What you should do:
In the child custody text, reproduce word for word the section from "Types of Custody" up to and including "get and so on.".

Passage provided:
-------

If the biological parents of a child are going through a divorce, they have the right to seek child custody, or parenting time, also called child visitation. The parents of a child can seek custody or visitation, regardless of the fact whether they were ever married or not when the child was born. When courts take a decision, that decision is taken based upon the best interest of a child. Usually, courts are required to take a decision in cases related to disputed child visitation, or custody cases where the parents were never married.

Types of Custody

If you are going through a custody battle, you need to be familiar with the different custody types as defined under law:

  • Legal Custody - The parent who has legal custody has the right and responsibility to make decisions about the welfare of the child. That parent will have the ultimate authority to decide issues like which school will the child attend, what religious training will the child get, what medical care and treatment should the child get and so on.
  • Physical Custody - The parent who has physical custody has the right to have the child live with them. Therefore, that parent has the responsibility to take care of the child's everyday needs.
  • Sole Custody - When only one parent has legal custody and/or physical custody, then that parent is said to have sole custody of the child. That parent has the sole responsibility to make all decisions about the child's upbringing.
  • Joint Custody - As the name suggests, joint custody is where both parents have equal rights over the child after separation or divorce. They share legal and/or physical custody and share the decisions about the child's upbringing.

For the court to be able to take a decision about child visitation, it is presumed that the child will benefit when both parents are involved in his or her life. However, a parent may not get right to visitation or custody if evidence indicates otherwise. To be able to reach a decision regarding child visitation, which is in the best interest of the child, the court needs to take the following steps:

Establish paternity

The first and most important step is that the father has to establish paternity. Once paternity is established, then the father will legally gain access to father's rights. The process of establishing paternity is a legal one where the court will order DNA testing in order to decide whether the man in question is actually the biological father of the child or not.

-------

Supplied data:

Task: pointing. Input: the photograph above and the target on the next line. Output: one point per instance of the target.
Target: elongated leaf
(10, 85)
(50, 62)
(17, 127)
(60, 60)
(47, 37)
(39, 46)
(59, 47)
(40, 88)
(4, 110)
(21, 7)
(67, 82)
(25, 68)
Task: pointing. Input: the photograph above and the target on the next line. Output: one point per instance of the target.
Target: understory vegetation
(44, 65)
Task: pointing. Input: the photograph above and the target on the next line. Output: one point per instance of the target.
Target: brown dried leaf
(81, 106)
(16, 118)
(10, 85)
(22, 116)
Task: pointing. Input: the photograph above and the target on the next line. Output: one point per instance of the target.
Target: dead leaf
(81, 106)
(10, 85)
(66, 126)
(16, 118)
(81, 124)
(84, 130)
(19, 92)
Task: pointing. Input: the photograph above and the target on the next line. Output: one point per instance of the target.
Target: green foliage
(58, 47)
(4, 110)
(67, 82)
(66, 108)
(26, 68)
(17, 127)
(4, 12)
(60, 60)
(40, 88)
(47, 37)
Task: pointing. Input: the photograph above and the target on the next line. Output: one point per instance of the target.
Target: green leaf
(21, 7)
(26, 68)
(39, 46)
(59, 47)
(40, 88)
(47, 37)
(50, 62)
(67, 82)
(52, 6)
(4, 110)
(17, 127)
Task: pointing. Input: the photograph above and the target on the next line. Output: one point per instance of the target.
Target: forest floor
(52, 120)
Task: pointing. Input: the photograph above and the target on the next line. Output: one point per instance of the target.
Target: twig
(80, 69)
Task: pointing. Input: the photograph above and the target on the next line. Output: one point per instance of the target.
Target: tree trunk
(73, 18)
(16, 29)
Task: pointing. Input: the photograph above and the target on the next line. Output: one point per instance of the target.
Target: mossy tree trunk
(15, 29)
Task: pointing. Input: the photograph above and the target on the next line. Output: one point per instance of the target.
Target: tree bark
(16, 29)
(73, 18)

-------

Task solution:
Types of Custody

If you are going through a custody battle, you need to be familiar with the different custody types as defined under law:

  • Legal Custody - The parent who has legal custody has the right and responsibility to make decisions about the welfare of the child. That parent will have the ultimate authority to decide issues like which school will the child attend, what religious training will the child get, what medical care and treatment should the child get and so on.